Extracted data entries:
▼▼▼
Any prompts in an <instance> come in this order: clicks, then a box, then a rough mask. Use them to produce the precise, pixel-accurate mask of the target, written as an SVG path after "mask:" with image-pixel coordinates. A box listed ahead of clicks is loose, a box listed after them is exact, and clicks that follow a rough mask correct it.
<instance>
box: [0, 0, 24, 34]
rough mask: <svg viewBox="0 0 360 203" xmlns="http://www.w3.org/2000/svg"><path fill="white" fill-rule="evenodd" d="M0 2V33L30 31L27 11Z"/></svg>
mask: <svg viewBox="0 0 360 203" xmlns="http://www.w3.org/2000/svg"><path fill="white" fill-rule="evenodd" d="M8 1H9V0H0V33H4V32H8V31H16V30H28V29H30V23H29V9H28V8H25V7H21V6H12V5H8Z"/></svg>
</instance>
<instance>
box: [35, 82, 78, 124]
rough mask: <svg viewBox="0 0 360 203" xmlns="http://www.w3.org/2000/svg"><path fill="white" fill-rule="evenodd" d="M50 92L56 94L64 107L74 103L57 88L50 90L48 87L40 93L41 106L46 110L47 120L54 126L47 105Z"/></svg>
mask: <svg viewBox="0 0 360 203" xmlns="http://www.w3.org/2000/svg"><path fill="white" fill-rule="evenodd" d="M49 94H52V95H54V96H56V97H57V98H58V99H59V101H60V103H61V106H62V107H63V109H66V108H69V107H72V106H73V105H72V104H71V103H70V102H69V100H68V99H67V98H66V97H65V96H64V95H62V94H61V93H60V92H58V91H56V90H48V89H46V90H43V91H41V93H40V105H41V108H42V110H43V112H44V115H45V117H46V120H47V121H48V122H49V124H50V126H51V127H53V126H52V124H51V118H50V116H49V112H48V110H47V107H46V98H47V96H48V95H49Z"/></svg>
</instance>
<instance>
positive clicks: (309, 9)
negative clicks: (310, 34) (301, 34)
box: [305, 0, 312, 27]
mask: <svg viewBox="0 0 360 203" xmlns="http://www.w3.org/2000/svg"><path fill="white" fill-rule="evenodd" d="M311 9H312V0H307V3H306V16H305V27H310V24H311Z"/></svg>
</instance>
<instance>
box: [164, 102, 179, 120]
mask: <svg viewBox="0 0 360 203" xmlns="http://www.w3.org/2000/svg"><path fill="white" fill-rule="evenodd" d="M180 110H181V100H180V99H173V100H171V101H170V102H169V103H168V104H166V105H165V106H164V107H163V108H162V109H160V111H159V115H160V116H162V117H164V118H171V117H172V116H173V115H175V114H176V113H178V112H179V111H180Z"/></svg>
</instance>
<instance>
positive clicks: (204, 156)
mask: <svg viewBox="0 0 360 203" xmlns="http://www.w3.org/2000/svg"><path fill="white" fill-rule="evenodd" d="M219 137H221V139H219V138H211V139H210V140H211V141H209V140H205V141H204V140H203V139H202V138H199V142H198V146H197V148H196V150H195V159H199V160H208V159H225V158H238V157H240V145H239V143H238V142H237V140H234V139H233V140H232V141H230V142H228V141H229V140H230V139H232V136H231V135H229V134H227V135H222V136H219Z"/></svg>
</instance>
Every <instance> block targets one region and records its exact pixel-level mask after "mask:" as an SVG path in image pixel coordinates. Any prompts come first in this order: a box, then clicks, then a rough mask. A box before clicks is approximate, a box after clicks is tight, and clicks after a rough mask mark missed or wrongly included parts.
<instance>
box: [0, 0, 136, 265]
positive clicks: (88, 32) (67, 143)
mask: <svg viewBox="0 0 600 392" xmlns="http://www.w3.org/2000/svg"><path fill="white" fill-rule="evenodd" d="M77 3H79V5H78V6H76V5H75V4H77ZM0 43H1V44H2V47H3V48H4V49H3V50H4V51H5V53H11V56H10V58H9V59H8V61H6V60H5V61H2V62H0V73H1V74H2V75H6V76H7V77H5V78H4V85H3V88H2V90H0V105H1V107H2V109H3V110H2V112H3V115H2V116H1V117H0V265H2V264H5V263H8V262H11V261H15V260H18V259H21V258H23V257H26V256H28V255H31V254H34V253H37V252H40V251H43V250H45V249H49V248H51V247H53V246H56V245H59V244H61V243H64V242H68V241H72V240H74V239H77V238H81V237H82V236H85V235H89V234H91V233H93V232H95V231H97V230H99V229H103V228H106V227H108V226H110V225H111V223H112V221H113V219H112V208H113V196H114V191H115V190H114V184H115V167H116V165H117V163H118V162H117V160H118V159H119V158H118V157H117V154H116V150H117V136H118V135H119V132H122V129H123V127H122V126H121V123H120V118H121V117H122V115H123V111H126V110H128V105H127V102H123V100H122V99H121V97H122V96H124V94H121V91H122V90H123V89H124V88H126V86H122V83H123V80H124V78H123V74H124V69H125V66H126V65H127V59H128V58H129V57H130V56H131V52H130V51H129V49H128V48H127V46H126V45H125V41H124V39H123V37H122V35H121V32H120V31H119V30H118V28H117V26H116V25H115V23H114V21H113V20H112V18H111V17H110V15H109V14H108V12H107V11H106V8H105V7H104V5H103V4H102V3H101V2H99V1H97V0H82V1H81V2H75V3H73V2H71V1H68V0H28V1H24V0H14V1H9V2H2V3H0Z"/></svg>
▲▲▲
EXERCISE PROMPT :: Could you output the records in full, exactly as written?

EXPECTED ANSWER ::
Any prompts in an <instance> come in this order: clicks, then a box, then a rough mask. Use them to produce the precise, pixel-accurate mask of the target, written as an SVG path after "mask:" with image-pixel coordinates. A box listed ahead of clicks is loose, a box listed after them is exact, and clicks that follow a rough mask correct it.
<instance>
box: [0, 0, 24, 34]
rough mask: <svg viewBox="0 0 360 203" xmlns="http://www.w3.org/2000/svg"><path fill="white" fill-rule="evenodd" d="M0 2V33L30 31L27 11Z"/></svg>
mask: <svg viewBox="0 0 360 203" xmlns="http://www.w3.org/2000/svg"><path fill="white" fill-rule="evenodd" d="M8 1H9V0H0V33H4V32H8V31H16V30H28V29H30V23H29V9H28V8H25V7H21V6H12V5H8Z"/></svg>
</instance>
<instance>
box: [35, 82, 78, 124]
rough mask: <svg viewBox="0 0 360 203" xmlns="http://www.w3.org/2000/svg"><path fill="white" fill-rule="evenodd" d="M50 92L56 94L64 107L74 103L57 88L50 90L48 87L40 93L41 106L46 110L47 120L54 126L47 105Z"/></svg>
mask: <svg viewBox="0 0 360 203" xmlns="http://www.w3.org/2000/svg"><path fill="white" fill-rule="evenodd" d="M49 94H52V95H54V96H56V97H57V98H58V99H59V101H60V103H61V106H62V107H63V109H66V108H69V107H72V106H73V105H72V104H71V103H70V102H69V100H68V99H67V98H66V97H65V96H64V95H62V94H61V93H60V92H58V91H56V90H48V89H46V90H43V91H41V93H40V105H41V108H42V110H43V112H44V115H45V117H46V120H47V121H48V122H49V124H50V126H51V127H53V126H52V124H51V118H50V116H49V112H48V110H47V107H46V98H47V96H48V95H49Z"/></svg>
</instance>
<instance>
positive clicks: (309, 9)
negative clicks: (310, 34) (301, 34)
box: [305, 0, 312, 27]
mask: <svg viewBox="0 0 360 203" xmlns="http://www.w3.org/2000/svg"><path fill="white" fill-rule="evenodd" d="M311 9H312V0H307V3H306V16H305V27H310V24H311Z"/></svg>
</instance>
<instance>
box: [164, 102, 179, 120]
mask: <svg viewBox="0 0 360 203" xmlns="http://www.w3.org/2000/svg"><path fill="white" fill-rule="evenodd" d="M180 110H181V100H180V99H173V100H171V101H170V102H169V103H168V104H166V105H165V106H164V107H163V108H162V109H160V111H159V115H160V116H162V117H164V118H171V117H172V116H173V115H175V114H176V113H178V112H179V111H180Z"/></svg>
</instance>
<instance>
positive clicks: (204, 156)
mask: <svg viewBox="0 0 360 203" xmlns="http://www.w3.org/2000/svg"><path fill="white" fill-rule="evenodd" d="M219 137H221V139H219V138H211V139H210V140H211V141H209V140H205V141H204V140H203V139H202V138H199V142H198V146H197V148H196V150H195V159H199V160H208V159H225V158H238V157H240V145H239V143H238V142H237V140H234V139H233V140H232V141H230V142H228V141H229V140H230V139H232V136H231V135H229V134H227V135H222V136H219Z"/></svg>
</instance>
Every <instance> block targets one region and records its exact pixel-level mask after "mask:" as an SVG path in image pixel coordinates. Any prompts come first in this order: a box, then clicks, then a rough mask. A box before clicks is approximate, a box after clicks is tight, and clicks after a rough mask mark missed or wrongly included parts.
<instance>
box: [0, 0, 136, 265]
positive clicks: (88, 32) (67, 143)
mask: <svg viewBox="0 0 600 392" xmlns="http://www.w3.org/2000/svg"><path fill="white" fill-rule="evenodd" d="M77 3H79V5H78V6H76V5H75V4H77ZM0 43H1V44H2V47H3V48H4V49H3V50H4V51H5V53H11V56H10V58H9V59H8V61H6V60H5V61H2V62H0V73H1V74H2V75H6V76H7V77H5V78H4V85H3V88H2V90H0V105H1V107H2V109H3V110H2V112H3V115H2V116H1V117H0V265H2V264H5V263H8V262H11V261H15V260H18V259H21V258H23V257H26V256H28V255H31V254H34V253H37V252H40V251H43V250H45V249H49V248H51V247H53V246H56V245H59V244H61V243H64V242H68V241H72V240H74V239H77V238H81V237H82V236H85V235H89V234H91V233H93V232H95V231H97V230H99V229H103V228H106V227H108V226H110V225H111V223H112V221H113V219H112V208H113V196H114V191H115V190H114V184H115V167H116V165H117V163H118V162H117V160H118V159H119V158H118V157H117V154H116V150H117V136H118V135H119V132H122V129H123V127H122V126H121V123H120V118H121V117H122V115H123V111H126V110H128V105H127V102H123V100H122V99H121V97H122V96H124V94H121V91H122V90H123V89H124V88H126V86H122V83H123V80H124V78H123V74H124V69H125V66H126V65H127V59H128V58H129V57H130V56H131V52H130V51H129V49H128V48H127V46H126V45H125V41H124V39H123V37H122V35H121V32H120V31H119V30H118V28H117V26H116V25H115V23H114V21H113V20H112V18H111V17H110V15H109V14H108V12H107V11H106V8H105V7H104V5H103V4H102V3H101V2H99V1H97V0H82V1H81V2H75V3H73V2H71V1H68V0H28V1H24V0H14V1H9V2H2V3H0Z"/></svg>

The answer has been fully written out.